[MATERIAL PROVIDED Boundary: Start]

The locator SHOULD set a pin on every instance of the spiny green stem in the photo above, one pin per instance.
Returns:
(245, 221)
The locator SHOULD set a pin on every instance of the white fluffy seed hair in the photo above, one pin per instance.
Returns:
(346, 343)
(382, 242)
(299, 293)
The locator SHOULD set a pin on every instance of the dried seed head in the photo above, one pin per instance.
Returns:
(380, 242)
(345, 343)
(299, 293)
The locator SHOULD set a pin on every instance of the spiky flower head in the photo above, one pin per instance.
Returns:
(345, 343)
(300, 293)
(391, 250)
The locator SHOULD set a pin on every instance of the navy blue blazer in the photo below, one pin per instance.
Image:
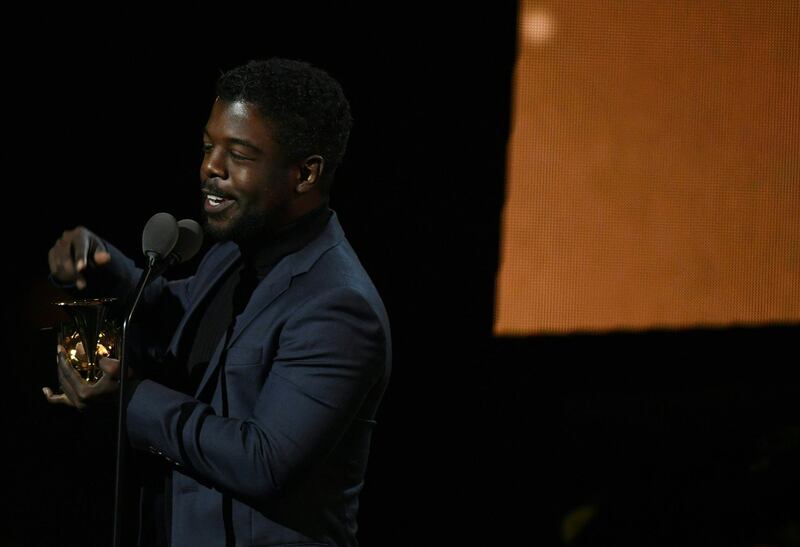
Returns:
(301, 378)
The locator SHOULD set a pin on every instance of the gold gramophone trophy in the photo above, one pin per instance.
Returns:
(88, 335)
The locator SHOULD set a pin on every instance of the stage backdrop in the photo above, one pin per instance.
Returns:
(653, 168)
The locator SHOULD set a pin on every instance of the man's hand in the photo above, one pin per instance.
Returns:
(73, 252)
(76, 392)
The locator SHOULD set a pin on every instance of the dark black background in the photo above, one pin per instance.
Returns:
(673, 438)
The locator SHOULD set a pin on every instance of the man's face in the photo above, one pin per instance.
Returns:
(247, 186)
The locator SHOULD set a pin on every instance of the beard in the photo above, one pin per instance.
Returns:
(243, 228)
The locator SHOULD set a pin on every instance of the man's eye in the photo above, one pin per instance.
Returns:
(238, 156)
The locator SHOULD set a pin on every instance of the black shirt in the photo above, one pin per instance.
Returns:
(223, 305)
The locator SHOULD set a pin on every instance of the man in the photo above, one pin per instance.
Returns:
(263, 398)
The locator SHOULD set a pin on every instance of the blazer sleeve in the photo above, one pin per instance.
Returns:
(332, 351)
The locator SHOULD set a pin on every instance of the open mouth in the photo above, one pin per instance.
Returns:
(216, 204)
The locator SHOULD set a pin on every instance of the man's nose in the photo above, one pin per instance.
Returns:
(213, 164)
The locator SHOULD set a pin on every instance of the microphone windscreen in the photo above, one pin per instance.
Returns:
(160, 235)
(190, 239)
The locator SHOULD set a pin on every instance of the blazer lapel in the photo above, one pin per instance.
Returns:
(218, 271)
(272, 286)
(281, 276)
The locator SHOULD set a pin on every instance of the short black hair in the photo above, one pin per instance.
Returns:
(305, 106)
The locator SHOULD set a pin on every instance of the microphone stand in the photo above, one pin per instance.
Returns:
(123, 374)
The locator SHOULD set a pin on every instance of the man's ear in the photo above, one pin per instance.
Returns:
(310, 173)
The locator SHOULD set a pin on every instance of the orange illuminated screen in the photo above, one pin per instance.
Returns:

[MATERIAL PROVIDED Boundary: End]

Check every line in the material above for the string "blazer", then give only the number of lines that have it.

3